> **GOAL**:
From the line with "of the black" through the final line, please write out the listing exactly, including both of those lines.
[Begin]
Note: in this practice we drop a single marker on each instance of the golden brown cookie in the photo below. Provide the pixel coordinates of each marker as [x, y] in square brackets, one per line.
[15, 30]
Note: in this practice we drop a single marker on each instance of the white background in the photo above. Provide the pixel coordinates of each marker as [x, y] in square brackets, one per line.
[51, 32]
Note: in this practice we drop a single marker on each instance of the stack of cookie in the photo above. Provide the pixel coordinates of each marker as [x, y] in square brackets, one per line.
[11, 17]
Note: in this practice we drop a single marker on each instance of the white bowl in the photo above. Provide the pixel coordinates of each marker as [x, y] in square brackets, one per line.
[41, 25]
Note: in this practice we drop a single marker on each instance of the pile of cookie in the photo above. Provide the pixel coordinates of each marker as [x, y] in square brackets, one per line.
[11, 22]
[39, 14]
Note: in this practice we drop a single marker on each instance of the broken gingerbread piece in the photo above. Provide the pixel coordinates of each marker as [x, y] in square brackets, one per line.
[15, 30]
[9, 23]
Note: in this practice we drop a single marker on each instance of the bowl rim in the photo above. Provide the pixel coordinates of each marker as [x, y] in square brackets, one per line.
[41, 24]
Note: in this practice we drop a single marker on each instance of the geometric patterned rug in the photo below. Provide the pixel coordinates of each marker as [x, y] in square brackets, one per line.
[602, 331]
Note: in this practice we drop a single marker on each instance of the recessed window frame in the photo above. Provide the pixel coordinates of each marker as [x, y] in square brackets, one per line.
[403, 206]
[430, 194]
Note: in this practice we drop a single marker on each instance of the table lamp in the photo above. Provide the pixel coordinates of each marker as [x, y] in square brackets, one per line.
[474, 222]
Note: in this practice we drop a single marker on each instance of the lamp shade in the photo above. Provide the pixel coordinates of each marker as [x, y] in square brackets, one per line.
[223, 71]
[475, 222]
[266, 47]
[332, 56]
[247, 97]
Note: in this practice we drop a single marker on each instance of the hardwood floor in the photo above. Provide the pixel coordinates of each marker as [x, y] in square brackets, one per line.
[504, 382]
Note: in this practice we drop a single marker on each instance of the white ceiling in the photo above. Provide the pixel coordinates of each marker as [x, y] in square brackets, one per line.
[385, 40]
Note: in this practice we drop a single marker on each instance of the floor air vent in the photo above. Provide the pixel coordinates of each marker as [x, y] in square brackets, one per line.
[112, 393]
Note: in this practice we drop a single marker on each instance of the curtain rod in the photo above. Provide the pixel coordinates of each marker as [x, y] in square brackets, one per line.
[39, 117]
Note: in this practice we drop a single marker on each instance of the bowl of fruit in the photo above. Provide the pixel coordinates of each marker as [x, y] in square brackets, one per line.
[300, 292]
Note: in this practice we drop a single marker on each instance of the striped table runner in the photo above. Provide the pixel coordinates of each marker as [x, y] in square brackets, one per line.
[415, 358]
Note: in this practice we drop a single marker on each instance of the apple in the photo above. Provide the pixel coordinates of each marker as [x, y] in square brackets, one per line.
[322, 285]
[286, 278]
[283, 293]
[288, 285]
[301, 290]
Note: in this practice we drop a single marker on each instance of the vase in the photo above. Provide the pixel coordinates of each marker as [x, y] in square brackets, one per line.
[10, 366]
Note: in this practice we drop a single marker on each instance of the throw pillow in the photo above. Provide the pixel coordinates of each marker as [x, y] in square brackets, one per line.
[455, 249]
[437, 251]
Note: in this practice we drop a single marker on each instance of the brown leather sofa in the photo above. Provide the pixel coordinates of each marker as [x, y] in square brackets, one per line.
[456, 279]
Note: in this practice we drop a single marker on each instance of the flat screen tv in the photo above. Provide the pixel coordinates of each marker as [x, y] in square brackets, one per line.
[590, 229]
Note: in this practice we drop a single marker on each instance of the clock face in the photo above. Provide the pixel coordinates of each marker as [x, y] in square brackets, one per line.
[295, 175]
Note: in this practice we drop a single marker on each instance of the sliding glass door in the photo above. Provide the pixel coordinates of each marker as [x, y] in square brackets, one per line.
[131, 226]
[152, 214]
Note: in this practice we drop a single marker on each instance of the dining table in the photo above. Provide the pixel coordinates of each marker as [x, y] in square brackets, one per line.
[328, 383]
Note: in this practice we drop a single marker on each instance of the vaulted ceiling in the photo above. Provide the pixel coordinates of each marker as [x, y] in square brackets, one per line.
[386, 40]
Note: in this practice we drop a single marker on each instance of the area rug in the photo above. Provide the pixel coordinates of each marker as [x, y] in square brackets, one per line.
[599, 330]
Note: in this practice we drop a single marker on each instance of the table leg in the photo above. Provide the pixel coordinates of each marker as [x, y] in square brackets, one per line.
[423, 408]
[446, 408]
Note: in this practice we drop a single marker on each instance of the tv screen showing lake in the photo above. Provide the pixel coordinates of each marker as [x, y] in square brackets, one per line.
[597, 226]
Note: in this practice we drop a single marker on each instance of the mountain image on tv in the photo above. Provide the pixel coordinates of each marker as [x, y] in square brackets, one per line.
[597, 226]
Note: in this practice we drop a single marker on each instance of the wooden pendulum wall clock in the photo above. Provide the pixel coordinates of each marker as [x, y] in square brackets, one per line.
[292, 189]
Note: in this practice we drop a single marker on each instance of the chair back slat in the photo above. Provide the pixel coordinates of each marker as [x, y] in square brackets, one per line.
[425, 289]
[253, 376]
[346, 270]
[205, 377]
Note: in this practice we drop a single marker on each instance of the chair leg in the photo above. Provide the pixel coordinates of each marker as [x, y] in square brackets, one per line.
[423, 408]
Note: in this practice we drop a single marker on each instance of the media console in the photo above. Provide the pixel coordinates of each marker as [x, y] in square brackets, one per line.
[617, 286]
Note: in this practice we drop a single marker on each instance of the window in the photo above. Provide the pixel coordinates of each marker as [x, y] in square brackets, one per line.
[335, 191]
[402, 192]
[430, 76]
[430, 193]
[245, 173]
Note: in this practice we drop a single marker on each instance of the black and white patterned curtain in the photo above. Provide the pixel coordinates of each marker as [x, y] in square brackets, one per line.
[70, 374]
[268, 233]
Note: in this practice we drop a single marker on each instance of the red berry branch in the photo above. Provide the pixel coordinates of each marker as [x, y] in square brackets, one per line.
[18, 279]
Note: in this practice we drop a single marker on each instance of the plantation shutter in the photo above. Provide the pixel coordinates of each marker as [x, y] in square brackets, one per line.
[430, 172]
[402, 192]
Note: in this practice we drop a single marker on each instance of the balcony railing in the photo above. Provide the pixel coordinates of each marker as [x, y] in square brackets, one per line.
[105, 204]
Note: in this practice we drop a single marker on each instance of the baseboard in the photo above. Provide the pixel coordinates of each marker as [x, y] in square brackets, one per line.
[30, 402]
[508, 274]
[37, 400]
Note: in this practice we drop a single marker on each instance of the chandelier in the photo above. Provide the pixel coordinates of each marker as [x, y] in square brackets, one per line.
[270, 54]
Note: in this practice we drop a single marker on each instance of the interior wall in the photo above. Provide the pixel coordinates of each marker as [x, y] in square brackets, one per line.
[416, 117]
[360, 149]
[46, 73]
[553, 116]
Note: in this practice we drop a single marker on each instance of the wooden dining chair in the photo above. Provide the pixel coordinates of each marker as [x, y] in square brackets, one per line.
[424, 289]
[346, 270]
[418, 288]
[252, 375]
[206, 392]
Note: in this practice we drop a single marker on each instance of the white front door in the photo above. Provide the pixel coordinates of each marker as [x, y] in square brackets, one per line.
[End]
> **FINISHED ANSWER**:
Note: in this practice we drop a single marker on each instance of the black and white patterned curtain in the photo above. Provide the pixel coordinates of each marker as [x, y] in square brackets, one per line.
[70, 374]
[268, 233]
Note: in this practice we drop a single marker on each instance of the red berry branch in the photo above. Provide the pixel coordinates of each marker as [x, y] in square brackets, one per line.
[18, 279]
Note: in this practice we drop a single marker on each instance of the plantation shutter in the photo above. Provide the pixel coordinates of each marker as [x, y] in square brackets, one per line.
[430, 172]
[402, 192]
Note: in this practice we drop a single marker on each instance of the balcony railing in the photo above. Provide the pixel coordinates of each marker as [x, y] in square brackets, one per line.
[105, 204]
Note: in this practice we drop a single marker on each instance of the baseboard in the photo above. Provide the pixel coordinates of each marker as [x, y] in square brackets, one per line.
[30, 402]
[508, 274]
[37, 400]
Note: in this practice we drop a single marker on each instance of the chandelier in the photo above. Provide the pixel coordinates of each marker as [x, y] in square brackets, one per line.
[270, 54]
Note: in this practice we drop a single marker on each instance of the interior wall in the photo above. Provide the pixel coordinates of each marker as [x, y] in square brackets, one per line.
[416, 117]
[360, 149]
[46, 73]
[553, 116]
Note: in this practice we drop a single marker on each instance of the wooden dining chair in the photo above. Provide the pixel coordinates of each marker as [x, y] in square brackets, one per line.
[424, 289]
[346, 270]
[418, 288]
[252, 375]
[206, 392]
Note: in this practice we drop a single marker on each instance of the white front door in the photo above. Provide the pixel coordinates of each marker as [x, y] in square brackets, one per line.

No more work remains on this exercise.